Brief =>
Reproduce the text of each of the items below verbatim, omitting the pictures.

Supplied data =>

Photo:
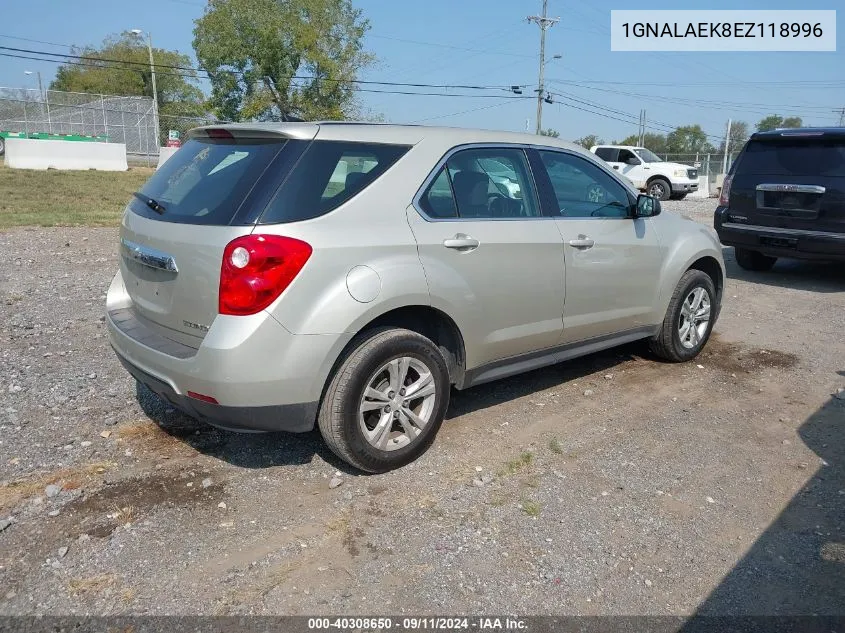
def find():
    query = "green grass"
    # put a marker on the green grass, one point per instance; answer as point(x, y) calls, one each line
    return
point(66, 198)
point(531, 508)
point(515, 465)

Solution to this problem =>
Photo:
def find():
    query = "green grass"
    # put a marker on the green grass, one point per instance; answer as point(x, y) calls, one each line
    return
point(66, 198)
point(531, 508)
point(515, 465)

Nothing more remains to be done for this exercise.